> DATA RECORDS:

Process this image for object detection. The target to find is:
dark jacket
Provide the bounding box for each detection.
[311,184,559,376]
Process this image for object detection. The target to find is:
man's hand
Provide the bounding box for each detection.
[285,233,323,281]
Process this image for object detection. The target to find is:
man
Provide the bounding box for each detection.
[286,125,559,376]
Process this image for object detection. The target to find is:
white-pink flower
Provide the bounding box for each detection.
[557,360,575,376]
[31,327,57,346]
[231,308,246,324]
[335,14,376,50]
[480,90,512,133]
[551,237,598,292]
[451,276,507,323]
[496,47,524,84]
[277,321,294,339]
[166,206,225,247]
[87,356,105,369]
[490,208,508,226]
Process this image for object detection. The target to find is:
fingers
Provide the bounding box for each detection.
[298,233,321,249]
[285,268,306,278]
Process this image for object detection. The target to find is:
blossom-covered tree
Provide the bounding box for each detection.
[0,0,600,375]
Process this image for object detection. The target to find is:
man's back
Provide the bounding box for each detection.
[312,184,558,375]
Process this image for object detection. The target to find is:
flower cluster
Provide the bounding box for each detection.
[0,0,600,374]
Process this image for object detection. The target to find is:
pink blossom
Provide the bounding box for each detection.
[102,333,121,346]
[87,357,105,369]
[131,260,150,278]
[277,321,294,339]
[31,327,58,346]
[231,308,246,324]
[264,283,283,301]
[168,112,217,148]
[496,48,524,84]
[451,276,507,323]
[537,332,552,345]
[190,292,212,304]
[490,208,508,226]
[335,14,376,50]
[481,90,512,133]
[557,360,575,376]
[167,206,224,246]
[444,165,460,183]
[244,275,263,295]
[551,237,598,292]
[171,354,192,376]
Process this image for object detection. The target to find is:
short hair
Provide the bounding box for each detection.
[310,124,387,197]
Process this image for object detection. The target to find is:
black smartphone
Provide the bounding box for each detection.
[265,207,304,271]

> STATED TASK:
Please revise the entries above by changing "object detection" to "object localization" everywhere it occurs and leaving all other text unchanged.

> OUTPUT FOR THIS TASK:
Process this image for object localization. The target to find is:
dark jacket
Provide the bounding box for each detection.
[311,184,559,376]
Process this image for object localization. The target to find is:
man's hand
Provide the bounding box for each detection.
[285,233,323,281]
Process this image for object localization. The target to find is:
man
Provide the bounding box for each detection.
[286,125,559,376]
Process this image for object localization. The target to find is:
white-pink flower
Provide the bounding box for each detection.
[557,360,575,376]
[31,327,57,346]
[231,308,246,324]
[335,14,376,50]
[480,90,512,133]
[551,237,598,292]
[451,276,507,323]
[496,47,524,84]
[277,321,294,339]
[166,206,225,247]
[87,356,105,369]
[490,208,508,226]
Process this image for object localization. The target to find is:
fingers
Provide the bounding box for each detection.
[298,233,321,249]
[285,268,306,278]
Process this image for object localization. The target to find is:
blossom-covered tree
Provide the bounding box for each detection.
[0,0,600,375]
Process this image for object localization. The target to find is:
man's back
Provide the bounding box for each detection.
[312,184,558,375]
Process this image for object localization. The target to find is:
flower cluster
Provide the bounding box for each detection.
[0,0,600,374]
Process this image for object localization. The target to find is:
pink blossom
Provide the bounding box for each detection.
[102,333,121,346]
[87,357,105,369]
[131,260,150,278]
[277,321,294,339]
[31,327,58,346]
[231,308,246,324]
[264,283,283,301]
[168,112,217,148]
[496,48,524,84]
[451,276,507,323]
[537,332,552,345]
[190,292,212,304]
[490,208,508,226]
[335,14,376,50]
[481,90,512,133]
[557,360,575,376]
[167,206,224,246]
[444,165,460,183]
[244,275,263,295]
[551,237,598,292]
[171,354,192,376]
Process this image for object localization. The target to find is:
short hair
Provide the bounding box for each detection.
[310,124,387,197]
Process this image for object localization. The target to find is:
black smartphone
Provide the bounding box for each detection.
[265,207,304,271]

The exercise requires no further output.